Reproduce without alteration the lines below, beginning with the line that contains "on the rolled" and ending with the line that contains "[(197, 933)]", including both of those lines.

=-=-=

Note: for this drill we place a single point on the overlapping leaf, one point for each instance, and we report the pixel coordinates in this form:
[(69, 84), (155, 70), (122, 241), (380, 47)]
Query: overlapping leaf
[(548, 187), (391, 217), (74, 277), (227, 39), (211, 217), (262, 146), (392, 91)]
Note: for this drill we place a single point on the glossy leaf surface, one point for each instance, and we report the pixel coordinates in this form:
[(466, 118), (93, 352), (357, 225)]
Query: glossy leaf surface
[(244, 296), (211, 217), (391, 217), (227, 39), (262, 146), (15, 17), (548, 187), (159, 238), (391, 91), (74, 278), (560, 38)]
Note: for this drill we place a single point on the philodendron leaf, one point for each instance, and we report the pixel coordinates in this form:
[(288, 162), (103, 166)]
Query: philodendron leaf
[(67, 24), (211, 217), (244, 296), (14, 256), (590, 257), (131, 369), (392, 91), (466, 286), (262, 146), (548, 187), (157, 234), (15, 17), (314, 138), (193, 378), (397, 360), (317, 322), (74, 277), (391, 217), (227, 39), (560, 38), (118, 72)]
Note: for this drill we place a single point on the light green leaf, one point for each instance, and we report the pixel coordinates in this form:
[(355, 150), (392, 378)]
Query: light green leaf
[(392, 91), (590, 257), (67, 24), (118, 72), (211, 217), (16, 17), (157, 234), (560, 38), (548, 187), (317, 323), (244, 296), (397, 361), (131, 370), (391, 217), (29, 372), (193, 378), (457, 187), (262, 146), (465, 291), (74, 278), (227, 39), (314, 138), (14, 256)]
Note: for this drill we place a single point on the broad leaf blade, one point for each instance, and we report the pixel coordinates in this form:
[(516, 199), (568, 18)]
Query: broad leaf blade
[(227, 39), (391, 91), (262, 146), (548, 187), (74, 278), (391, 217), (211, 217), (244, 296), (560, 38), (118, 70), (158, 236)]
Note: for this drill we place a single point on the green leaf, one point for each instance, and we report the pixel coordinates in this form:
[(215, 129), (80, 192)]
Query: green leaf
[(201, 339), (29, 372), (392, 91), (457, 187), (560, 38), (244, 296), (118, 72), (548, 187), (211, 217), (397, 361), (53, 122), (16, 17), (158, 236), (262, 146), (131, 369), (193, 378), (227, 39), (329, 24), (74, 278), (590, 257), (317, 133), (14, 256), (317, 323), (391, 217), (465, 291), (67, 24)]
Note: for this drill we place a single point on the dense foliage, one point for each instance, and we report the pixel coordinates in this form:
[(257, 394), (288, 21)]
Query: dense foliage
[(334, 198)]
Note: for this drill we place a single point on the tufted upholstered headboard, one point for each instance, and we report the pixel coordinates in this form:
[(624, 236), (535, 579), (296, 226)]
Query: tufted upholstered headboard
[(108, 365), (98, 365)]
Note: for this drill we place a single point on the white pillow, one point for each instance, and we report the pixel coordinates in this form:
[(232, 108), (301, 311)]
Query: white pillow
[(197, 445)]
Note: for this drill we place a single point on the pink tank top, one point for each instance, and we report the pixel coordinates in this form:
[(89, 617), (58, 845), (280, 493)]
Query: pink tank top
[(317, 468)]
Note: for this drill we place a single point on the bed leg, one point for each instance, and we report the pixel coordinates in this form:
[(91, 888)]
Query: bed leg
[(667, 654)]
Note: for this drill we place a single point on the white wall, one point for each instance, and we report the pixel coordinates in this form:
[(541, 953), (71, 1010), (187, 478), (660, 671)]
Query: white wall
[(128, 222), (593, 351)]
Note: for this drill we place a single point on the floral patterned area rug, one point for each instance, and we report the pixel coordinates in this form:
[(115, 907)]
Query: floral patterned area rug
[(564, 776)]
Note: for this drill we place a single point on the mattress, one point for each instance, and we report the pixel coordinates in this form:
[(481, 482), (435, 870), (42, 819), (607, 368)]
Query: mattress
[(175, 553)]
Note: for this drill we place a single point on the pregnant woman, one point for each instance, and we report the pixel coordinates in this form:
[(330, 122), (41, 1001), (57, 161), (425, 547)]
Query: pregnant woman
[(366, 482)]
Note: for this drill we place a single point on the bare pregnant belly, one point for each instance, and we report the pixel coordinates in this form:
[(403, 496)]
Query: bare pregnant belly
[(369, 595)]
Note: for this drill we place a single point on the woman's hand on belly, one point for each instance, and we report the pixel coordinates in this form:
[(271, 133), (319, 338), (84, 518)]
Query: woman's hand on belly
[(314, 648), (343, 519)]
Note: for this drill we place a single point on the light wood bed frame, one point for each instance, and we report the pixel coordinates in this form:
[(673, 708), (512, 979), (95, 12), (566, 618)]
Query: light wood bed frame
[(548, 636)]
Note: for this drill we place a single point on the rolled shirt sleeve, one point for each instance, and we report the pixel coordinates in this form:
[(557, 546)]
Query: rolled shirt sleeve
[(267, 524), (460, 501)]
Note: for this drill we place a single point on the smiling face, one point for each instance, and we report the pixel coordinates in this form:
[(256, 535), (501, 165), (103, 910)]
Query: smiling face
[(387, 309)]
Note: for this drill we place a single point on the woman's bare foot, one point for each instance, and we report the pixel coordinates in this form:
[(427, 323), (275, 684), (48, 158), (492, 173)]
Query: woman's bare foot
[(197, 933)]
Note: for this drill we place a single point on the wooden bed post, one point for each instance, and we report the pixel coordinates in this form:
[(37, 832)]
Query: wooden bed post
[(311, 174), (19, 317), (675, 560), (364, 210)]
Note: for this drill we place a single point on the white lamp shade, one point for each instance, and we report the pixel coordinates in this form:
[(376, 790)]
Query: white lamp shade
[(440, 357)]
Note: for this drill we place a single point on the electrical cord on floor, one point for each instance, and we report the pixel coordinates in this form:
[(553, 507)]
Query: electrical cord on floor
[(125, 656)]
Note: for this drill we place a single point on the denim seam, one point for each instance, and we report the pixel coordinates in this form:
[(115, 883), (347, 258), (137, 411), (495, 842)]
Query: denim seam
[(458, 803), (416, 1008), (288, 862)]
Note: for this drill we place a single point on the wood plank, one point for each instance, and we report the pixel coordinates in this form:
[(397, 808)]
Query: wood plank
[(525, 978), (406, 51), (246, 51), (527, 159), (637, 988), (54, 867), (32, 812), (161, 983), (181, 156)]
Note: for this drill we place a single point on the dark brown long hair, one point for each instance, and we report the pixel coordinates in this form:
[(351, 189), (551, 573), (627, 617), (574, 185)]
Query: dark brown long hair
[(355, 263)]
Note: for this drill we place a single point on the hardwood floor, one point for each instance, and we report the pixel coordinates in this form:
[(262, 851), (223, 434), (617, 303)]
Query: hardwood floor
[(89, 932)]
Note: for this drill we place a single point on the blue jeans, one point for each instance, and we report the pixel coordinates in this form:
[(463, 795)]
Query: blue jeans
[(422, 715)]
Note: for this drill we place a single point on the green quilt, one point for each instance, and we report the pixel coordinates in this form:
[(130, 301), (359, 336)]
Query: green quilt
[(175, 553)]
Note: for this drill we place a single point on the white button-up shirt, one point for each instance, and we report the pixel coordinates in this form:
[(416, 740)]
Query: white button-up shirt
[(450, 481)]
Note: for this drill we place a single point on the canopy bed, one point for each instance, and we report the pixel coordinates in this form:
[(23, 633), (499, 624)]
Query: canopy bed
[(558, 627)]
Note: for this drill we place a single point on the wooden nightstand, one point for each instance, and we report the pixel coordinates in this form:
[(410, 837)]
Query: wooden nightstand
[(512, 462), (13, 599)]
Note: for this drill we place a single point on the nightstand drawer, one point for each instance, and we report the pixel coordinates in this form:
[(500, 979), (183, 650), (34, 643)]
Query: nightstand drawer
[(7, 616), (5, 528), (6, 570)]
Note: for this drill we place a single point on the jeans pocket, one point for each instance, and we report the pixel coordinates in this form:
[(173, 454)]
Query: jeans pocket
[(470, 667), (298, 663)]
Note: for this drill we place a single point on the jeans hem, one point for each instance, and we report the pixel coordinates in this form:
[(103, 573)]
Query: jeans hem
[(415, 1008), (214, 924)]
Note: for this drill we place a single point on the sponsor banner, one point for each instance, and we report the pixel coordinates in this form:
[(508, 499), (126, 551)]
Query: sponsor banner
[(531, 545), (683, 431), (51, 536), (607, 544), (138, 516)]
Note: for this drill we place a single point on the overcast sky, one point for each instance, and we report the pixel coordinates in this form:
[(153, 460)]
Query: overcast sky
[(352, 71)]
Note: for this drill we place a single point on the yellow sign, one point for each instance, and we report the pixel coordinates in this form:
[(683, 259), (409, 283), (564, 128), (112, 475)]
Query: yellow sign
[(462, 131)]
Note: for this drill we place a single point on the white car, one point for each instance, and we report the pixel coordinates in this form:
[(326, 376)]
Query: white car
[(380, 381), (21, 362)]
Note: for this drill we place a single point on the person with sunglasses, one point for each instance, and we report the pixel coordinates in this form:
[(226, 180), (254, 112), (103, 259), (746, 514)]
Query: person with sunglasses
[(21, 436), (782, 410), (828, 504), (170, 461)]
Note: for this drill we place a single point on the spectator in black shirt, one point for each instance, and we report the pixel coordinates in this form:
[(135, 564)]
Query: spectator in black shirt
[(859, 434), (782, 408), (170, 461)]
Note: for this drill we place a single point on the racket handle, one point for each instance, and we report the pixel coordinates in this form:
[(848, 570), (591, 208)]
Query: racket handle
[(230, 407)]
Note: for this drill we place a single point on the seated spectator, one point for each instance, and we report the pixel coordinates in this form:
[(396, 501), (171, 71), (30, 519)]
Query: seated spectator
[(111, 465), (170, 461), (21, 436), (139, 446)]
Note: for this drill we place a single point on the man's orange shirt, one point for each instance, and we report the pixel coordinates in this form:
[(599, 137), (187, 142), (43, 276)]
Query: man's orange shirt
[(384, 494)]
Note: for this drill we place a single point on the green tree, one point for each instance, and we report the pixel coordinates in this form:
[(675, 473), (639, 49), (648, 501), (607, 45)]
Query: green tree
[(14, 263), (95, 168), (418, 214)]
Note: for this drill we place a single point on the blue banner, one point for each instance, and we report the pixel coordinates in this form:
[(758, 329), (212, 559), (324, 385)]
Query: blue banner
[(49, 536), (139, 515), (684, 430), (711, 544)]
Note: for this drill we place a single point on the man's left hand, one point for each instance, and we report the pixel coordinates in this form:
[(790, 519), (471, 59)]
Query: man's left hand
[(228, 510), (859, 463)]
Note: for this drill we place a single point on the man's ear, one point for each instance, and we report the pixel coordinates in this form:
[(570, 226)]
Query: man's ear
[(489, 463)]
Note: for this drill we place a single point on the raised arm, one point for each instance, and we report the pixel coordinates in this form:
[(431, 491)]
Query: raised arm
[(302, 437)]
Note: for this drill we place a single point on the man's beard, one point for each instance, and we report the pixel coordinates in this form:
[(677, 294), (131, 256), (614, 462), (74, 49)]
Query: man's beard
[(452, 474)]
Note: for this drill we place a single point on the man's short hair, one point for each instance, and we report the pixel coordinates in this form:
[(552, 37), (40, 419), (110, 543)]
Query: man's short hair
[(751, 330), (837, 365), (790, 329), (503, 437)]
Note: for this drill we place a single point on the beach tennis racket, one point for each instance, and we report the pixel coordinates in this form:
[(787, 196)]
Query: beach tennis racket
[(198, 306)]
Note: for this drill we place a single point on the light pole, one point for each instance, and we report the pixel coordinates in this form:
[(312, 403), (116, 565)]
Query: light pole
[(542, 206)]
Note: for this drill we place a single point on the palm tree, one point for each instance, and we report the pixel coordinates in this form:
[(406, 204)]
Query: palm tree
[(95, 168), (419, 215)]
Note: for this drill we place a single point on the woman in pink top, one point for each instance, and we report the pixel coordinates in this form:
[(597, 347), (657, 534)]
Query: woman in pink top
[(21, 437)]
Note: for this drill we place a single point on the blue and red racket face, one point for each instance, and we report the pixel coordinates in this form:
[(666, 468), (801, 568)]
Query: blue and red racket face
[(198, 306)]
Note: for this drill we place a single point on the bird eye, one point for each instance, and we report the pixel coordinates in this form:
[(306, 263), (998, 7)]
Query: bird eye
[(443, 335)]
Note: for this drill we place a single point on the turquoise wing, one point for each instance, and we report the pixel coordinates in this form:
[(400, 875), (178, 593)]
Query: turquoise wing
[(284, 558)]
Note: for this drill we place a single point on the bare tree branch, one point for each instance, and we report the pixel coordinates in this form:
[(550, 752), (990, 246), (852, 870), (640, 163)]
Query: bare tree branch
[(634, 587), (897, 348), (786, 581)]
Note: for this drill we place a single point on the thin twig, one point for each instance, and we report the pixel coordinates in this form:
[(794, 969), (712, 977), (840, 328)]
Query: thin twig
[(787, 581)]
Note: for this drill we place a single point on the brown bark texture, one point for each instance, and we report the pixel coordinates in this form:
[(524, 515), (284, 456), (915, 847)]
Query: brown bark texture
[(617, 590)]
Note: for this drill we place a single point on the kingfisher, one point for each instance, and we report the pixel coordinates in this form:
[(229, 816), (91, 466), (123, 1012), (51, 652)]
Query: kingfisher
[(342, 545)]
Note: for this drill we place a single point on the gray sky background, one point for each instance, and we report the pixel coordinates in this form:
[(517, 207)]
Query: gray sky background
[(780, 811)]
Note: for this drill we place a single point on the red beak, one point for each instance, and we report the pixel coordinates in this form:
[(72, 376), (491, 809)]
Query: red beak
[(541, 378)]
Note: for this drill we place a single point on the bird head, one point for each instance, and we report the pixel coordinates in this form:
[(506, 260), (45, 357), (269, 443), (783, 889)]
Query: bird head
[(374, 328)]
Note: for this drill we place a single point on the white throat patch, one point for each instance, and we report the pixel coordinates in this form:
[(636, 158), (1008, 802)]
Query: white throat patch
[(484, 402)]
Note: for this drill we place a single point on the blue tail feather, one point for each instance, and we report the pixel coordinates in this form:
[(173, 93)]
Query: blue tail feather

=-=-=

# [Complete response]
Note: for this drill we place a single point on the rolled shirt sleeve, one point for each instance, and we report the pixel coordinates in this form:
[(557, 546)]
Query: rolled shirt sleeve
[(267, 524), (460, 501)]
Note: for this drill we place a single point on the smiling face, one point for each instance, and we report the pixel coordinates in this form:
[(256, 535), (501, 165), (103, 910)]
Query: smiling face
[(387, 309)]
Note: for this drill we place a single point on the woman's bare foot, one point for each instance, and we report the pixel coordinates in this form:
[(427, 323), (275, 684), (48, 158), (492, 173)]
Query: woman's bare foot
[(197, 933)]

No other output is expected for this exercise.